*** Opening AVAILABLE DATA ***

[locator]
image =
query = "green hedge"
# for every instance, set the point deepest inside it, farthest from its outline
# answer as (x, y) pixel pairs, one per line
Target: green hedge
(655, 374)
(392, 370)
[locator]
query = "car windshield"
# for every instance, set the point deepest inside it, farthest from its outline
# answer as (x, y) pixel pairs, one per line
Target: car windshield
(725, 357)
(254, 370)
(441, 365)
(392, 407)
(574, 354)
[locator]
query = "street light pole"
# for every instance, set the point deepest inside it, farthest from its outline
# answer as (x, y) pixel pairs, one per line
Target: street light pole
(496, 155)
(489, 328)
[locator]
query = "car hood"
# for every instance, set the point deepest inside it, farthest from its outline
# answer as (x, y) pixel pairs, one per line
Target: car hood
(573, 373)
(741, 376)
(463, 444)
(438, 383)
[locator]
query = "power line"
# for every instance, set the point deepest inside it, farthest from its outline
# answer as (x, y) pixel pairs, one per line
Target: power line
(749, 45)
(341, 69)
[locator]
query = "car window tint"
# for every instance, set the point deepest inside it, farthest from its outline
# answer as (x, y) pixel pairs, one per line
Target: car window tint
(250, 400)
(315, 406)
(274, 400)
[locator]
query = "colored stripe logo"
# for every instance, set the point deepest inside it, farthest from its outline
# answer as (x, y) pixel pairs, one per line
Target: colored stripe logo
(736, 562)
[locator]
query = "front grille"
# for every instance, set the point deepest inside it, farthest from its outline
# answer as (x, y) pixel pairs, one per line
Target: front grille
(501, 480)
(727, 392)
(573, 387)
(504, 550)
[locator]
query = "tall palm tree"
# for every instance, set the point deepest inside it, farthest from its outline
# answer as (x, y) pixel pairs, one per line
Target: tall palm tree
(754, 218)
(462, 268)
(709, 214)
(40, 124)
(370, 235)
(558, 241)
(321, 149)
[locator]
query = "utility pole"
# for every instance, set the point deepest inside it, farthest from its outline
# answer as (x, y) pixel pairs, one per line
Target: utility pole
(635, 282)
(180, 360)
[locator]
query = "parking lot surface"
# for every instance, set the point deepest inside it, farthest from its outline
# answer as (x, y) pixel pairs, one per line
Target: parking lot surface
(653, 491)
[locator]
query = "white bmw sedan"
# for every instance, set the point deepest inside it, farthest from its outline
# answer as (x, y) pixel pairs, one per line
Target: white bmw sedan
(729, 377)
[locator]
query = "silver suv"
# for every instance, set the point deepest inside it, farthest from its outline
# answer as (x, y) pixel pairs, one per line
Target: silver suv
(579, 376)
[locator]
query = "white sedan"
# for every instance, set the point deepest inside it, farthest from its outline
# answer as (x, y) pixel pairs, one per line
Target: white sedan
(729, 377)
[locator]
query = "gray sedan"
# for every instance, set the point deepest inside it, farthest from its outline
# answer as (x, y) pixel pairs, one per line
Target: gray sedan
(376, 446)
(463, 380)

*** Closing AVAILABLE DATA ***

- INSTRUCTIONS FOR THE TASK:
Set down an exact copy of the entries above.

- WRITTEN ANSWER:
[locator]
image =
query = "green hedge"
# for every instance, set the point deepest inside it, farthest from its outline
# answer as (x, y) pixel pairs, one per line
Target: green hedge
(655, 374)
(392, 370)
[locator]
query = "car windshield"
# for every instance, set the point deepest inside it, farthest from its outline
# answer as (x, y) pixel pairs, one per line
Target: car windshield
(725, 357)
(254, 370)
(441, 365)
(392, 407)
(574, 354)
[locator]
query = "street light pole"
# for every instance, set the point deepest inside it, farthest from its outline
# answer as (x, y) pixel pairs, one per line
Target: street light pole
(496, 155)
(489, 328)
[locator]
query = "car hood"
# for every instance, set the point deepest inside it, farthest from its outline
# answer as (x, y) pixel pairs, one per line
Target: car hood
(573, 373)
(741, 376)
(463, 444)
(438, 383)
[locator]
query = "power line"
# for every instance, set the point deepest inside it, farthest from its outline
# answer as (x, y) pixel pairs, one per line
Target: power line
(749, 45)
(341, 69)
[locator]
query = "car window tint"
# for every instance, set the point deepest inside it, farthest from its outline
# answer as (x, y) pixel pairs, one per line
Target: car window tint
(250, 400)
(315, 406)
(274, 400)
[locator]
query = "colored stripe logo"
# for every instance, set the point deepest inside it, farthest from its outline
# answer as (x, y) pixel pairs, one per line
Target: colored stripe logo
(736, 562)
[locator]
query = "front grille"
# for every instance, set the point deepest inside it, farthest from its outline
# answer as (x, y) pixel pairs, one per line
Target: front grille
(501, 480)
(727, 392)
(573, 387)
(504, 550)
[locator]
query = "tall palm tree"
# for every instance, set the point deepest inside it, farthest from its outline
# answer as (x, y) pixel pairs, one per line
Target: tall palm tree
(754, 218)
(462, 268)
(709, 214)
(40, 124)
(370, 235)
(558, 241)
(321, 149)
[locator]
query = "utility pole"
# for every instance, set the point deepest inside it, farthest from its outline
# answer as (x, y) pixel pairs, one per line
Target: utility pole
(635, 282)
(180, 360)
[locator]
query = "parking lot surface"
# for every instance, set the point deepest inside it, farthest from its outline
# answer as (x, y) pixel pairs, one per line
Target: parking lot surface
(653, 491)
[locator]
query = "white bmw sedan"
# for every instance, set the point deepest inside it, farthest from its outline
# answer as (x, y) pixel pairs, one per line
Target: white bmw sedan
(729, 377)
[locator]
query = "silver suv"
# for every instance, set the point deepest inside it, farthest from its outline
# answer as (x, y) pixel pairs, one per line
Target: silver suv
(579, 376)
[locator]
query = "white sedan"
# for every instance, set the point deepest inside it, farthest from its outline
# answer as (x, y) pixel pairs, one per line
Target: white sedan
(729, 377)
[locator]
query = "gray sedan"
# for every instance, set the point deepest inside it, farthest from its outline
# answer as (x, y) pixel pairs, one per line
Target: gray sedan
(376, 446)
(463, 380)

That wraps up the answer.